+++ Information given

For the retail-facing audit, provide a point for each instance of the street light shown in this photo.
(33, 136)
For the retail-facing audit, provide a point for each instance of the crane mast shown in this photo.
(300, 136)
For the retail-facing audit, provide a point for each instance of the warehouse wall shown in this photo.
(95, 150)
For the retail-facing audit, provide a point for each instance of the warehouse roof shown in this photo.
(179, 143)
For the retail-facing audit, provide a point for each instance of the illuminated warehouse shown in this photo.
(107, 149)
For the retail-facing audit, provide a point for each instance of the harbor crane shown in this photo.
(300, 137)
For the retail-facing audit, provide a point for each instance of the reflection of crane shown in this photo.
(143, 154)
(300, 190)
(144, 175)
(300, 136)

++++++

• _Directions_: Copy every one of the entries above word for word, in the same order.

• _Full output_:
For the retail-facing audit, provide a point for each instance of the street light shown in this photo.
(33, 136)
For the retail-facing audit, provide a point for each instance of the crane mast shown in this photo.
(300, 136)
For the retail-facing audit, provide a point for each instance of the warehouse wall shown in this photo.
(95, 150)
For the retail-facing audit, provide a point for each instance of the warehouse roof shown in this photo.
(179, 143)
For the retail-facing audit, provide a point for each instance of the illuminated warehouse shown in this photo.
(107, 149)
For the retail-facing audit, provide a point for each instance of the harbor crane shown in this photo.
(300, 137)
For the retail-facing audit, provide a point for each instance of the reflection of crane shown in this photo.
(143, 154)
(300, 190)
(144, 175)
(300, 136)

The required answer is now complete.